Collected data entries
## begin
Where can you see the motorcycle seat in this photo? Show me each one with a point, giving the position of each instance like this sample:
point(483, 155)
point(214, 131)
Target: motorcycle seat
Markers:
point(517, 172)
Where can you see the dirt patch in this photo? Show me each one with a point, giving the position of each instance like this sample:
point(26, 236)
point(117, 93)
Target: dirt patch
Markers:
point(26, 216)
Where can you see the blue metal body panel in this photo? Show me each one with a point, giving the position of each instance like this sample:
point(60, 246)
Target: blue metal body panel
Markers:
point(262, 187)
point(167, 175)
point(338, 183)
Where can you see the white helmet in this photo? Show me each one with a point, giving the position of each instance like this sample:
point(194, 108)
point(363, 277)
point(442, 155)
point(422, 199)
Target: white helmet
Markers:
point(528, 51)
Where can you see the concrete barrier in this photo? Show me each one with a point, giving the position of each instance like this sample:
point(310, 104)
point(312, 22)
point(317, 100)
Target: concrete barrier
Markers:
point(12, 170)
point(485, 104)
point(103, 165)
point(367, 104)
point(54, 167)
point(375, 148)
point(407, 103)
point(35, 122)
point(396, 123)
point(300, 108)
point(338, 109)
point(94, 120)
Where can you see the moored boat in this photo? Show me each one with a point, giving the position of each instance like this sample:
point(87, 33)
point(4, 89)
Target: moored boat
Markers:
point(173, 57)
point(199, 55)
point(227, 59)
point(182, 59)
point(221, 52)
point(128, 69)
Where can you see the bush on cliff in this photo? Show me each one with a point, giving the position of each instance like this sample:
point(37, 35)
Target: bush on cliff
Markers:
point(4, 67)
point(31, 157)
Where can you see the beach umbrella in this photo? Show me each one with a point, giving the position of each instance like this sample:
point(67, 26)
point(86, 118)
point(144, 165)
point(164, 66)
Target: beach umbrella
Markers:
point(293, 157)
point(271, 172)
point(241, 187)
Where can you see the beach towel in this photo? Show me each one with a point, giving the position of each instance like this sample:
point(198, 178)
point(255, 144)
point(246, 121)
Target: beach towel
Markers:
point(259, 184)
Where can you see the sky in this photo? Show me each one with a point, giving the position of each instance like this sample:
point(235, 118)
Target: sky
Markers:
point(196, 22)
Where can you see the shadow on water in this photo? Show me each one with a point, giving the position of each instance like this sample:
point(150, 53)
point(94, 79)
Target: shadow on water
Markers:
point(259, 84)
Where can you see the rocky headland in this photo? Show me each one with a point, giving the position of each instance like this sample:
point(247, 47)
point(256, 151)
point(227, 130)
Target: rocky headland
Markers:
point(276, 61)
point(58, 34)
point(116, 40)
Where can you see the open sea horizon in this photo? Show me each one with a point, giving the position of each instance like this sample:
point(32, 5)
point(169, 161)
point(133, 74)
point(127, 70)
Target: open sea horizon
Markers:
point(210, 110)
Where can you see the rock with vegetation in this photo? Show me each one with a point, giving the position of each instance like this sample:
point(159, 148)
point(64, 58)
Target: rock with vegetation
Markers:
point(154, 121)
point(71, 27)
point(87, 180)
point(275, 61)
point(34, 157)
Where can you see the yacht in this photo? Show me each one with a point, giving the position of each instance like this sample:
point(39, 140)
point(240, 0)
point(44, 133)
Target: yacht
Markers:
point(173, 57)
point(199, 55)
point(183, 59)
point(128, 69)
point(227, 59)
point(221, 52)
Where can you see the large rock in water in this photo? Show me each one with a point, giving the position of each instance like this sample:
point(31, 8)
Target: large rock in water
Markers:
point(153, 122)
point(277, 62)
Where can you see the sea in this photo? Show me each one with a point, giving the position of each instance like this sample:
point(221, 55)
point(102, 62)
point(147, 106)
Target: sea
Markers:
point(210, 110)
## end
#### [WHAT THE TASK REQUIRES]
Return, word for word, the lines of the entries above, starting at the line containing "Where can you see the white" and ending with the line containing "point(259, 84)", both included.

#### [TASK SOLUTION]
Where can you see the white helmet in this photo? Show me each one with a point, giving the position of each instance like this sample:
point(194, 108)
point(363, 277)
point(442, 155)
point(422, 199)
Target: white helmet
Markers:
point(528, 51)
Where can you see the concrete barrier in this photo? Show me each one with a point, giving the position of each instance like this sample:
point(310, 104)
point(312, 22)
point(317, 100)
Target: concrete barrier
Markers:
point(12, 170)
point(485, 104)
point(103, 165)
point(367, 104)
point(54, 167)
point(375, 148)
point(407, 103)
point(35, 122)
point(396, 123)
point(300, 108)
point(338, 109)
point(94, 120)
Where can you see the moored boat in this photo? Show me each one with a point, giving the position of each instance like this sample:
point(87, 33)
point(4, 89)
Target: moored boat
Markers:
point(173, 57)
point(199, 55)
point(227, 59)
point(182, 59)
point(221, 52)
point(128, 69)
Where can you see the bush on cliff in this photo? Show me each one with a point, giving the position of each instance like this sample:
point(37, 35)
Target: bush on cliff
Markers:
point(4, 67)
point(31, 157)
Where can you see the beach umbrella in this photo? Show me each one with a point, giving the position of each instance like this sample:
point(67, 26)
point(86, 118)
point(144, 165)
point(164, 66)
Target: beach umbrella
Markers:
point(293, 157)
point(271, 172)
point(241, 187)
Where can you see the beach towel in this photo? Show me each one with a point, giving the position of each instance like this sample:
point(198, 178)
point(255, 144)
point(246, 121)
Target: beach towel
Markers:
point(259, 184)
Where can you see the sky in this photo? Show me each one with a point, giving the position of each instance like this sample:
point(235, 118)
Target: sky
Markers:
point(196, 22)
Where can you see the shadow on water in this photo? Show me each one with a point, giving the position of each instance like this sample:
point(150, 53)
point(94, 79)
Target: shadow on water
Markers:
point(259, 84)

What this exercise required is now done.